Text block:

....................

Like both Brooklyn Bridge Park during Hurricane Sandy, and the Yatsuhigata tidal flats in Tokyo during daily high tides, a robust and floodable ground can resist the effects of saturation and wave action while incurring minimal damage. Contrary to common convention, flooding neither destroys land, nor does it prohibit access. For the East River Waterfront Esplanade by SHoP Architects in New York City for example, or the many lagoon restaurants in Venice, the reality of wetness has created a culture accustomed to rain boots and stylish goulashes. Venetian business owners line and rim the floors with marble tiles, keeping essentials out of the wet zone during acqua alta.

The cost of damage repair is far more economical than the cost of insurance protection. In the case of Mies van der Rohe’s famed Farnsworth House in the Fox River watershed, which floods almost annually (an element that Mies incorporated into his original design), a few holes in the house are plugged with caulking, curtains are tied up with plastic garbage bags, carpets are rolled up with twine, and furniture is propped up on milk crates, with doors swung open to let river water run through it. After the flood, a wipe down and simple mop does the job.

Weakening™

In storm basins and seismically active regions, stable ground can suddenly shift and become liquefied. In densely populated coasts, abrupt shaking from earthquakes can destroy buildings and urban-scaled infrastructure in a matter of seconds. Seismic shifting underwater often leads to tsunamis whose giant waves swell and overtake shorelines with narrowing estuaries accelerating and amplifying the speed of sea surges. Along coasts, seismic and subterranean hazards are inseparable from hydrologic and meteorological hazards. 

Since the 1755 earthquake that nearly destroyed the entire city of Lisbon and the 2011 tsunami that dramatically transformed Tohoku and the Sanriku Coast, structural engineers have been forced to rethink the concepts of strength, rigidity, and stiffness associated with large territories. Notions of flexibility and failure have become central, radically contradicting the intractable notion of strength inherent to the conception of strong skyscrapers. To absorb energy, flexible structures allow buildings to move and bend so much (through ductility and base isolation) that steel can stretch like Play-Doh without snapping. Windows may shatter and walls may crack, but a building’s structural integrity remains, allowing occupants to safely evacuate.

....................

Location annotation dataset excerpts:
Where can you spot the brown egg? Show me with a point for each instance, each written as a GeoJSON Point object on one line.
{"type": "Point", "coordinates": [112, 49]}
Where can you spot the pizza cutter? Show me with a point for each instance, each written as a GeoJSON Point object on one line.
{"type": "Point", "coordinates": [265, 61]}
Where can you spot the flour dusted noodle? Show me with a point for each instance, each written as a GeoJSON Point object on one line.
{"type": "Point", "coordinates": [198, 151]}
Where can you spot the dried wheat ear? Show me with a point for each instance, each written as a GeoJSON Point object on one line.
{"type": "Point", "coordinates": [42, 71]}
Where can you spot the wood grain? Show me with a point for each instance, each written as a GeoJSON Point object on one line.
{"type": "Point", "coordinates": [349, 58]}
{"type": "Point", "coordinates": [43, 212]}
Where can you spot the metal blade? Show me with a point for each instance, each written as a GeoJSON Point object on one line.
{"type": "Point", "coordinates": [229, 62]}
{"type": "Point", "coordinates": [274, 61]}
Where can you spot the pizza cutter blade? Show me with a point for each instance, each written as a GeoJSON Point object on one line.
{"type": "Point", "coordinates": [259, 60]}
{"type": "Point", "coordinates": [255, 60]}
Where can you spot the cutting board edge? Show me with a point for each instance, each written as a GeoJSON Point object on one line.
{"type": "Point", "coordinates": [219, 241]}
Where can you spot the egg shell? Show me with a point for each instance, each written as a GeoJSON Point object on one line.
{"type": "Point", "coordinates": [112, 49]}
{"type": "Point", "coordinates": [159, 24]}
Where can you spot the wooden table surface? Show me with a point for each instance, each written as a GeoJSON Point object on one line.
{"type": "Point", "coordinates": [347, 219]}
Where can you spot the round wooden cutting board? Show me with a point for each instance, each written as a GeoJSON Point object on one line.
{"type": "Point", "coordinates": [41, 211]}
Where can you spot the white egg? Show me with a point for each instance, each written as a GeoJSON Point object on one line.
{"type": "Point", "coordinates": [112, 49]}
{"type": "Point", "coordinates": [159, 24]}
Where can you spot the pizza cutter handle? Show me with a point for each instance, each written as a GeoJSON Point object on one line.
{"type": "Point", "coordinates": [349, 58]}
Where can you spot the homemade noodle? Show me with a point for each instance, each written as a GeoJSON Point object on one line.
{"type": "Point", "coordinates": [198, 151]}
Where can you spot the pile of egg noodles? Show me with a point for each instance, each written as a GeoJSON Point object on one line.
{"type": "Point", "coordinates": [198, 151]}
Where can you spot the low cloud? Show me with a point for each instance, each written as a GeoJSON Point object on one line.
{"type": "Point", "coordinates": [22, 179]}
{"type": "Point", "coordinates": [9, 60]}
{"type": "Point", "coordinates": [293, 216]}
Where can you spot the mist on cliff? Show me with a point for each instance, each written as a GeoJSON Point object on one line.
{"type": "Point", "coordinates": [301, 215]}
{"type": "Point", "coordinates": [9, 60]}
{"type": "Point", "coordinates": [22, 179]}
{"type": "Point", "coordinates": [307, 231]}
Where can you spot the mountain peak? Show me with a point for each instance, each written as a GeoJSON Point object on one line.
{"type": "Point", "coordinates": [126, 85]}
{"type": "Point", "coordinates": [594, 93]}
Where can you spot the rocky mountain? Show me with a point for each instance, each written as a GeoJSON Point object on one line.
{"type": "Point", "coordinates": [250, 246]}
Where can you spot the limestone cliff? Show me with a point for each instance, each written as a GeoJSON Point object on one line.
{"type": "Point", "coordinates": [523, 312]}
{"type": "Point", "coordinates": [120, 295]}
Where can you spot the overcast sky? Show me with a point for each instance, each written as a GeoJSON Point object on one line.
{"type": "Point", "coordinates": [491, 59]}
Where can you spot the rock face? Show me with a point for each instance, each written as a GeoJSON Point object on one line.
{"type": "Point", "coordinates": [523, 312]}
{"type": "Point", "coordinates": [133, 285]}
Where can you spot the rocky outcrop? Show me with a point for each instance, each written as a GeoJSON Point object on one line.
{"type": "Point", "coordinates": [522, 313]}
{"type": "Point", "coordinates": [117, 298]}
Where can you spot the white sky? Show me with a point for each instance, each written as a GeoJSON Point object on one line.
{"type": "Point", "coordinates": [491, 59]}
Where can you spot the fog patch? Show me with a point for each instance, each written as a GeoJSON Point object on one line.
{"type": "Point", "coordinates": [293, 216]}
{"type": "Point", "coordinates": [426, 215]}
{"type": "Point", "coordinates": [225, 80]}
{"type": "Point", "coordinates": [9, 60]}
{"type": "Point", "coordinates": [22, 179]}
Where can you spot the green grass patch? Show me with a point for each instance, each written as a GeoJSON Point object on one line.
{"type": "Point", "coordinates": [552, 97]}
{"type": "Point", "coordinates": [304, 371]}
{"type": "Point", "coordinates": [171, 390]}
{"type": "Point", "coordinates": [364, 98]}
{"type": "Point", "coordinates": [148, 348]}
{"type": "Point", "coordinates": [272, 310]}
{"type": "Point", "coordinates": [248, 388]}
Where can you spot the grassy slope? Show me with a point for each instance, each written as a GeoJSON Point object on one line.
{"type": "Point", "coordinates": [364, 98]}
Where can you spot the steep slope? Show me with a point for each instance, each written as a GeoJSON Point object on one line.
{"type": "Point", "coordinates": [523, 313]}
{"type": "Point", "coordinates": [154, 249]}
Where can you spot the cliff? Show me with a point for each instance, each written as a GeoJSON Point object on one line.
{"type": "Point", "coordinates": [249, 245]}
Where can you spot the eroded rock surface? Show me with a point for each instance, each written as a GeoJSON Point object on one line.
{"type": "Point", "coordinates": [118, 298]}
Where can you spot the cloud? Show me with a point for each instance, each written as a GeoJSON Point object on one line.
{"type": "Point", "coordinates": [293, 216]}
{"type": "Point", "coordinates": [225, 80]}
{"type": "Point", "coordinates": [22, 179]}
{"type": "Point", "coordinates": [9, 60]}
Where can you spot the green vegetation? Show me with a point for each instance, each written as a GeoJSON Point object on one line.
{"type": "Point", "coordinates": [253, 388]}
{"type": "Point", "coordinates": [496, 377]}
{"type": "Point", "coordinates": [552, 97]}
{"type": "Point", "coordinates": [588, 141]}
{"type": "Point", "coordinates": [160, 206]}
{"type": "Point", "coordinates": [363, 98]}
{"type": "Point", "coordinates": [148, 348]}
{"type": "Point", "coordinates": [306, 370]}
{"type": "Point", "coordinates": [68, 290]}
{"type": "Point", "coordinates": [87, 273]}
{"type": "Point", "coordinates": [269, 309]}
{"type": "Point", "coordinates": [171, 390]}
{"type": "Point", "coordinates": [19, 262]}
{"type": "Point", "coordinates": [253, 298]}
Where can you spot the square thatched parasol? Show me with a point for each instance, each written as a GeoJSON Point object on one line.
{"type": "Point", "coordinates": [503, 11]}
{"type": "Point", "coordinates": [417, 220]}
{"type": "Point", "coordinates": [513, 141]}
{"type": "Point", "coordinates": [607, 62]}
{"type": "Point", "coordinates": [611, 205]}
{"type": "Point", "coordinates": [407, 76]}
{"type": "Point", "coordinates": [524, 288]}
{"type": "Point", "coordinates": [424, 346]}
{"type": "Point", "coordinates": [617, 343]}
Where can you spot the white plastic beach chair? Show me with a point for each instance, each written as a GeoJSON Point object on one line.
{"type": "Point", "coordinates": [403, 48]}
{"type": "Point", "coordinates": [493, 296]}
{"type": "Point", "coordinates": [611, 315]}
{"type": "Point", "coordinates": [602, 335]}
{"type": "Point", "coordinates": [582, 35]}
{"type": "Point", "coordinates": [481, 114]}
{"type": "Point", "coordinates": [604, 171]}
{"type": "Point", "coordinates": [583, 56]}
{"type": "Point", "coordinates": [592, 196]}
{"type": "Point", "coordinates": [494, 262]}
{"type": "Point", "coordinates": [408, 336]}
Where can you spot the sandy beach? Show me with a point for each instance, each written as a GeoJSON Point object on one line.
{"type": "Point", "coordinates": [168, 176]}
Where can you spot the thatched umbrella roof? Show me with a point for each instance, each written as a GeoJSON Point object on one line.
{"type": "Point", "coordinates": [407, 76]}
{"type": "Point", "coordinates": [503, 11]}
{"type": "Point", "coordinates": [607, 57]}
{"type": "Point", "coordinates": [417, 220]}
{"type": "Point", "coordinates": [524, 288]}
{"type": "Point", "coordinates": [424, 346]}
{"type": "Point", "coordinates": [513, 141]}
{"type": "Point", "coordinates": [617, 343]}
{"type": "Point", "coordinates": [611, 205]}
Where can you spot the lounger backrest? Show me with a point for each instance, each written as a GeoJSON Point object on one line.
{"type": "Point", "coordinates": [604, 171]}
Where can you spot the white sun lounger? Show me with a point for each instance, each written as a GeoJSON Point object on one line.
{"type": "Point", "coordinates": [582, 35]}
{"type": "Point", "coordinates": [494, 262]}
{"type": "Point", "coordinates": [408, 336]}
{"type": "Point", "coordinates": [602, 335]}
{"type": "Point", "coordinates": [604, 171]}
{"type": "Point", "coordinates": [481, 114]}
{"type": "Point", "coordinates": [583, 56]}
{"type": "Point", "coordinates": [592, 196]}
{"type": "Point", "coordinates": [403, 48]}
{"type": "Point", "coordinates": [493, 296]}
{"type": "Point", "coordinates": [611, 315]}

....................

Work instructions:
1. From the passage on floodable ground, transcribe the span starting at "Like both Brooklyn" and ending at "during acqua alta.".
2. According to the passage on floodable ground, what are the Farnsworth House curtains tied up with during a flood?
3. Condense the paragraph in the passage on floodable ground that begins "In storm basins and seismically active regions" into a bulleted list that keeps its main facts.

Answers per task:
1.
Like both Brooklyn Bridge Park during Hurricane Sandy, and the Yatsuhigata tidal flats in Tokyo during daily high tides, a robust and floodable ground can resist the effects of saturation and wave action while incurring minimal damage. Contrary to common convention, flooding neither destroys land, nor does it prohibit access. For the East River Waterfront Esplanade by SHoP Architects in New York City for example, or the many lagoon restaurants in Venice, the reality of wetness has created a culture accustomed to rain boots and stylish goulashes. Venetian business owners line and rim the floors with marble tiles, keeping essentials out of the wet zone during acqua alta.

2. Plastic garbage bags.

3.
- In storm basins and seismically active regions, stable ground can suddenly shift and liquefy.
- On densely populated coasts, earthquakes can destroy buildings and urban-scaled infrastructure in seconds.
- Underwater seismic shifting often causes tsunamis whose giant waves overtake shorelines; narrowing estuaries accelerate and amplify sea surges.
- Along coasts, seismic and subterranean hazards are inseparable from hydrologic and meteorological hazards.